Task inputs:
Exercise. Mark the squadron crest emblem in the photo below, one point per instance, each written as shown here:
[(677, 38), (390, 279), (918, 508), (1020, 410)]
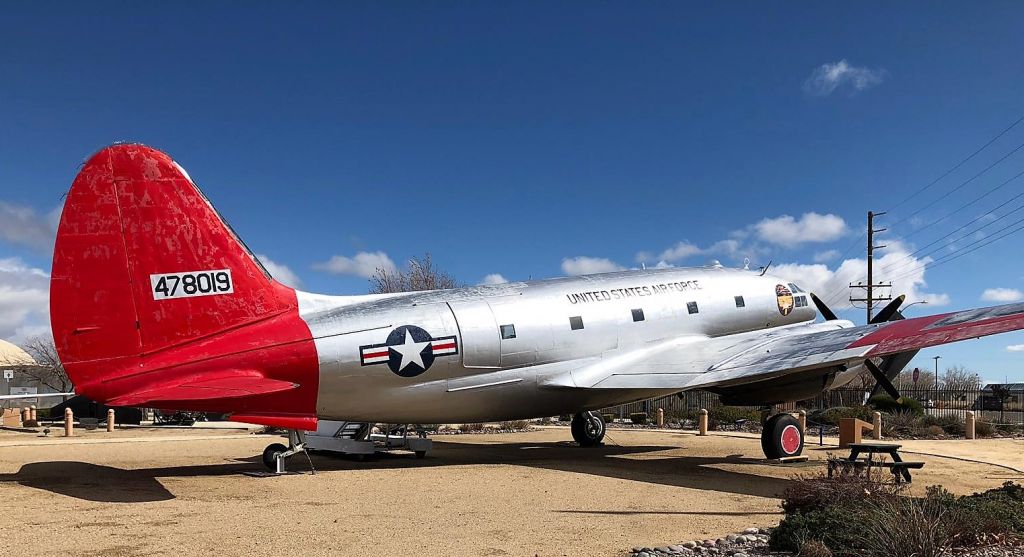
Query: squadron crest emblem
[(784, 298)]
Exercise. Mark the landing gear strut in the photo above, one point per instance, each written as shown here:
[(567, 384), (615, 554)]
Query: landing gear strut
[(275, 455), (588, 428), (781, 436)]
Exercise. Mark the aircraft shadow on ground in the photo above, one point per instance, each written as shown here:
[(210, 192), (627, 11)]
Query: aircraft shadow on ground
[(646, 464)]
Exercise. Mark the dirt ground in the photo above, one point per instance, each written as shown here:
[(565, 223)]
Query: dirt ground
[(183, 493)]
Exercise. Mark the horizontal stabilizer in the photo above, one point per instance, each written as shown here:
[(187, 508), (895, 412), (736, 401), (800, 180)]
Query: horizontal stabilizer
[(221, 385)]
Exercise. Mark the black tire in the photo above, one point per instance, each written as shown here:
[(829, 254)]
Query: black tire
[(588, 428), (270, 456), (781, 436)]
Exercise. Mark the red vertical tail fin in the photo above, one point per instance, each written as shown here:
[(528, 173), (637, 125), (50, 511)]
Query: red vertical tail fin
[(147, 275)]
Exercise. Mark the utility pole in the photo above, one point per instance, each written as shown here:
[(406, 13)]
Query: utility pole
[(870, 286)]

Exercise aim:
Take the data above and repeat it exactly, leaving each picture out.

Final answer:
Exercise. Mark the squadron crest emblem in the photo below, one point per instance, each written as shown here:
[(677, 38), (390, 279), (918, 508), (1020, 410)]
Query: squadron crest emblem
[(784, 298)]
Exercise. Mark the landing gear strut in the photo above, one point per instance, each written as shown here:
[(567, 384), (615, 554)]
Query: landing gear strut
[(275, 455), (588, 428), (781, 436)]
Exercise. Mark the aircraft shadow on ground in the photo above, one point per instance, each written as shown here:
[(210, 192), (627, 11)]
Query: aircraft shadow on ground
[(646, 464)]
Exercise. Mark the dirt ground in the photo above, one point per instance, each written as shown here:
[(565, 223)]
Query: dirt ground
[(183, 493)]
Exercise. Mark the horizontal stabilizer in the photo above, one point per instance, each written as shown here:
[(187, 508), (895, 412), (736, 401), (800, 180)]
Query: horizontal stabilizer
[(221, 385)]
Exercise. Mark the black tire in the photo above, one point per instance, each written as shown here:
[(829, 254)]
Query: black tire
[(588, 428), (270, 456), (781, 436)]
Exercise. Mark the red vertical tail fin in the photo above, one point per instance, each written as shown here:
[(528, 173), (637, 125), (50, 511)]
Query: red vertical tail fin
[(147, 275)]
Exercise. Mark the utility pole in the photo above, one point per instance, each written as shown here:
[(406, 13)]
Query: utility pole
[(870, 286)]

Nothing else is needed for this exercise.